- _What you will do_: Print the rows below verbatim, from the first line through the line that contains "803 712 L 818", with both of those lines included.

╭─ Provided data

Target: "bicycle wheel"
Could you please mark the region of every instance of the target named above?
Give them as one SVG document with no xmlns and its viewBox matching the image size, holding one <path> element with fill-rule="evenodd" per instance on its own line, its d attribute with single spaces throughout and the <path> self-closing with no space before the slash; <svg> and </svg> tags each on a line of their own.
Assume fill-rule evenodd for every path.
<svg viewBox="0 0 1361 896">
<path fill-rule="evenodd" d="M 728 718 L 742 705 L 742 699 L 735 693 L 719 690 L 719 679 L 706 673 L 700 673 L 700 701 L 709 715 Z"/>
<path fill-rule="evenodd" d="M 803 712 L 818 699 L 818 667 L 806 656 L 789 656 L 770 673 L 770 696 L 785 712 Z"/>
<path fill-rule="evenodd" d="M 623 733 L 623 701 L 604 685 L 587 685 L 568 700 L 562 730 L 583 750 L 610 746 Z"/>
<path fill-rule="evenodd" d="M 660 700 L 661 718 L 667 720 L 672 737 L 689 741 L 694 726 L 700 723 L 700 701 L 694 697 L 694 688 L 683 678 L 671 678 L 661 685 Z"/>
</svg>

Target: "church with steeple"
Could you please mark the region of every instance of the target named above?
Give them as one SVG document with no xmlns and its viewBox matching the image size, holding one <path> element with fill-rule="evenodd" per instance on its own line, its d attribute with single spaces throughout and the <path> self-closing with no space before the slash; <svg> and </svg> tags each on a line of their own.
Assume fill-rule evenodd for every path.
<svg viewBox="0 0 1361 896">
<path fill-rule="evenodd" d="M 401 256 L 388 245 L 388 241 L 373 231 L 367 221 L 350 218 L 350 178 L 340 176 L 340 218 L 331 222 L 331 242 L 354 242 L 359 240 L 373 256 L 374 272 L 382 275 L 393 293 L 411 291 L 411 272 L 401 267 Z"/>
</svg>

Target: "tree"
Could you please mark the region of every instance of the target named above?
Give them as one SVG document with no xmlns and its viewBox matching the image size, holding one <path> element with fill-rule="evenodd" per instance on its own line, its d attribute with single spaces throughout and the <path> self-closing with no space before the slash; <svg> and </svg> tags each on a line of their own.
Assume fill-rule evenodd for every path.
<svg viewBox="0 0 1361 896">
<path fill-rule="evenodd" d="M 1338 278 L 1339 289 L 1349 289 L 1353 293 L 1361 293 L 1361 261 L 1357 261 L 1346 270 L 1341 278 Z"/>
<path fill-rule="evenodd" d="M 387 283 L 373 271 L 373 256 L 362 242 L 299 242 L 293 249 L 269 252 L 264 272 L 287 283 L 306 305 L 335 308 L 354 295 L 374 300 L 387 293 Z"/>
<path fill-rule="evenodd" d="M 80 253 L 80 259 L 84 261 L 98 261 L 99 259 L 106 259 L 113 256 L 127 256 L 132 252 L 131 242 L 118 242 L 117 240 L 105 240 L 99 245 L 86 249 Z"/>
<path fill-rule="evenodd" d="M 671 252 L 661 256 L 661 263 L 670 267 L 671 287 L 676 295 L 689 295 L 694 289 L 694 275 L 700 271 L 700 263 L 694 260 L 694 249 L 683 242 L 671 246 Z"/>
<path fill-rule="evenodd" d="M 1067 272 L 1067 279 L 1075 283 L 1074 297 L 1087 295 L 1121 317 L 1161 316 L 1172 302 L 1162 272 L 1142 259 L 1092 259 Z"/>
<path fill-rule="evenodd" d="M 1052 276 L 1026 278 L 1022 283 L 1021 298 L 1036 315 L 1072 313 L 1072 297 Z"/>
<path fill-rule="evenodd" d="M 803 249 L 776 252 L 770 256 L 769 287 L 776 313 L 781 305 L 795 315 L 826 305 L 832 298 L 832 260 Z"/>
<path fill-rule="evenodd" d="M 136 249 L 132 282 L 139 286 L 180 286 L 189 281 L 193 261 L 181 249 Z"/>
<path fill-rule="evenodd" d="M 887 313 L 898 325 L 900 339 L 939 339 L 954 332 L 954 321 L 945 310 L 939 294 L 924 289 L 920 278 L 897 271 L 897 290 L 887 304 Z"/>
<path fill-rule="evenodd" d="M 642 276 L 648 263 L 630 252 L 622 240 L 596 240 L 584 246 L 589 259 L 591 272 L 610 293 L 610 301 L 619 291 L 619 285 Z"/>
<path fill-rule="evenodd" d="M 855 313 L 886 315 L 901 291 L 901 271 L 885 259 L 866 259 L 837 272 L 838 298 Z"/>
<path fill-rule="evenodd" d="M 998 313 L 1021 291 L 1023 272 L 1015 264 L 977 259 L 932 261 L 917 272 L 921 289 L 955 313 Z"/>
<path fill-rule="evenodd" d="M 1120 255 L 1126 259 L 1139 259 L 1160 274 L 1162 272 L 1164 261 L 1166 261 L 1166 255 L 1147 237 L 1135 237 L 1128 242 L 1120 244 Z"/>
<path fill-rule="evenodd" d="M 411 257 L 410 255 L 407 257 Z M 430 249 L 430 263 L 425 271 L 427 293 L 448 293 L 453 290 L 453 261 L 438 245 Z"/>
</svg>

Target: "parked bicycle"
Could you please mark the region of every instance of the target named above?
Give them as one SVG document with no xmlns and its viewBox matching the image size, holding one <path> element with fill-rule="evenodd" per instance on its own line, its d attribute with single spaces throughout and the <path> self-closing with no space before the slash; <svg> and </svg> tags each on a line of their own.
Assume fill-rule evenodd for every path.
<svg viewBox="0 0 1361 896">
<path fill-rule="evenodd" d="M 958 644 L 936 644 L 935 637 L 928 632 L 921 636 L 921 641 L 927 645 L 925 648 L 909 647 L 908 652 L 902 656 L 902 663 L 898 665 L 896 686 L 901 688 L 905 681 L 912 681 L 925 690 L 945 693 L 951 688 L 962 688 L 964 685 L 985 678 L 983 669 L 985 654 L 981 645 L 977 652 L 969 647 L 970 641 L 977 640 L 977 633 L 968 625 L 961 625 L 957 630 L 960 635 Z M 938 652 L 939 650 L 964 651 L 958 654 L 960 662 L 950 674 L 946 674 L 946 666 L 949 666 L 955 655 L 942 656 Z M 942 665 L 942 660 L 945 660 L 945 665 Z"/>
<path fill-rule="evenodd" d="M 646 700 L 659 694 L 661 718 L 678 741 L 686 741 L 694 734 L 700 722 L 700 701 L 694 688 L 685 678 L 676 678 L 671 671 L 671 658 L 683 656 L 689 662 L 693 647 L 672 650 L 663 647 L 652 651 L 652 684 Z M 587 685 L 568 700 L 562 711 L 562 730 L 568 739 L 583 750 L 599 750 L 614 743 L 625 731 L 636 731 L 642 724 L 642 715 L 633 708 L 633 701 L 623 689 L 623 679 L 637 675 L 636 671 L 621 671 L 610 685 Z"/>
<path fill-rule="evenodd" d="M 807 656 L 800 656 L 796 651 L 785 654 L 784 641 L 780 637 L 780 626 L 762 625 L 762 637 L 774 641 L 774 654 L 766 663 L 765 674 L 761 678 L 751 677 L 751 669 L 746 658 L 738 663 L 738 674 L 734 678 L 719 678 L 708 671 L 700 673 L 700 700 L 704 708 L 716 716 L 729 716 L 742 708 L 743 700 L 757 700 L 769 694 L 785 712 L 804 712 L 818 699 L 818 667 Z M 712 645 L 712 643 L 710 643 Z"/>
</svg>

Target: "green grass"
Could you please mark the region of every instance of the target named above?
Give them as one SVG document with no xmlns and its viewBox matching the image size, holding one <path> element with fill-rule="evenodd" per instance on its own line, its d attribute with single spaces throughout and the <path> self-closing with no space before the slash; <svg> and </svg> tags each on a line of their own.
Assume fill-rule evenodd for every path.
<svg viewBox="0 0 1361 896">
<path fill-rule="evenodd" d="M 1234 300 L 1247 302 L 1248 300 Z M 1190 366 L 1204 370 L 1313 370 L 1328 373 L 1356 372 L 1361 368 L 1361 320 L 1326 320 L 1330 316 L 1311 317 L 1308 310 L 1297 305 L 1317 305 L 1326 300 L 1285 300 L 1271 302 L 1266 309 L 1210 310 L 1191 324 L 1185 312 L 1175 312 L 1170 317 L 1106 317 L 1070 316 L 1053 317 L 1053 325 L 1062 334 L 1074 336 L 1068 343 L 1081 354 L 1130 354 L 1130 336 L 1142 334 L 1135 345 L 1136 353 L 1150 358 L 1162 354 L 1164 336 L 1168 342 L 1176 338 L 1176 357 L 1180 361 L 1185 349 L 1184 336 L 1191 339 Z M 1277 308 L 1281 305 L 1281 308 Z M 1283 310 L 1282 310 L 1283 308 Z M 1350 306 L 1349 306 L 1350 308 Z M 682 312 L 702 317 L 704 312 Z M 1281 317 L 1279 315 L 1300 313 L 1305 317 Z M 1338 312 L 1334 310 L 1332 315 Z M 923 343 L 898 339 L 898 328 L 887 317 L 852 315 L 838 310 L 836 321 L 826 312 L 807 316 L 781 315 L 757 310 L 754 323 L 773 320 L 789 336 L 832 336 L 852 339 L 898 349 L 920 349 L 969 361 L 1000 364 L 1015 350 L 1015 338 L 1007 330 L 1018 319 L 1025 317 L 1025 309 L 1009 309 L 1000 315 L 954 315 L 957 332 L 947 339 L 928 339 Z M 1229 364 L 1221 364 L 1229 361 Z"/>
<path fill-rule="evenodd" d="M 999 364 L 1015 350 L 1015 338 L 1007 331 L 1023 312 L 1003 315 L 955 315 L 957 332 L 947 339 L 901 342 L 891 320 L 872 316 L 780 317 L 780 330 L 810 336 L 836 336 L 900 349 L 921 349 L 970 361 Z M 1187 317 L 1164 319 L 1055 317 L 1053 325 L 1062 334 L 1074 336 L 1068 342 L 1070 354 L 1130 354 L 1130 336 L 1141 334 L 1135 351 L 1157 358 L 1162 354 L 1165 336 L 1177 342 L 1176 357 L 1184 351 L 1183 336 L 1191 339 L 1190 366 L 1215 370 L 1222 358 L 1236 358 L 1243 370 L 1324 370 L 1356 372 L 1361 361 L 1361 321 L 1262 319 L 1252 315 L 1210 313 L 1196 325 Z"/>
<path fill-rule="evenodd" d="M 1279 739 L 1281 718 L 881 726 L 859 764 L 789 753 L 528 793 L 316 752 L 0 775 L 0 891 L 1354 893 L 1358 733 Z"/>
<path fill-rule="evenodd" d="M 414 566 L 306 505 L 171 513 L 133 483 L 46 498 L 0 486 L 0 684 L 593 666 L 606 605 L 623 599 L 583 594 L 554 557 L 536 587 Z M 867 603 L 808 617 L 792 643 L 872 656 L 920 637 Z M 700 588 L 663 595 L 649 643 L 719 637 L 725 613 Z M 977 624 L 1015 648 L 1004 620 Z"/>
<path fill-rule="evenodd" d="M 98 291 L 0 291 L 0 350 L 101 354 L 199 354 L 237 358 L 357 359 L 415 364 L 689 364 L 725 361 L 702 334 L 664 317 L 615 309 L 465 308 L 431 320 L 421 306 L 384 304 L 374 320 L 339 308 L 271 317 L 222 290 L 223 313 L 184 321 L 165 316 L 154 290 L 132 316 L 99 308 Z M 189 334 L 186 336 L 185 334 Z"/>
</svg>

╰─

- _Written answer_:
Target: "bicycle wheel"
Could you please mark the region of every instance of the target named above?
Give them as one SVG document with no xmlns and its viewBox matching the image size, holding one <path> element with fill-rule="evenodd" per instance on its own line, its d attribute with single spaces throughout and the <path> self-closing with no space before the slash; <svg> and </svg> tags each on a line of their own.
Assume fill-rule evenodd for every path.
<svg viewBox="0 0 1361 896">
<path fill-rule="evenodd" d="M 728 718 L 742 705 L 742 699 L 735 693 L 719 690 L 719 679 L 706 673 L 700 673 L 700 701 L 709 715 Z"/>
<path fill-rule="evenodd" d="M 803 712 L 818 699 L 818 667 L 806 656 L 789 656 L 770 673 L 770 696 L 785 712 Z"/>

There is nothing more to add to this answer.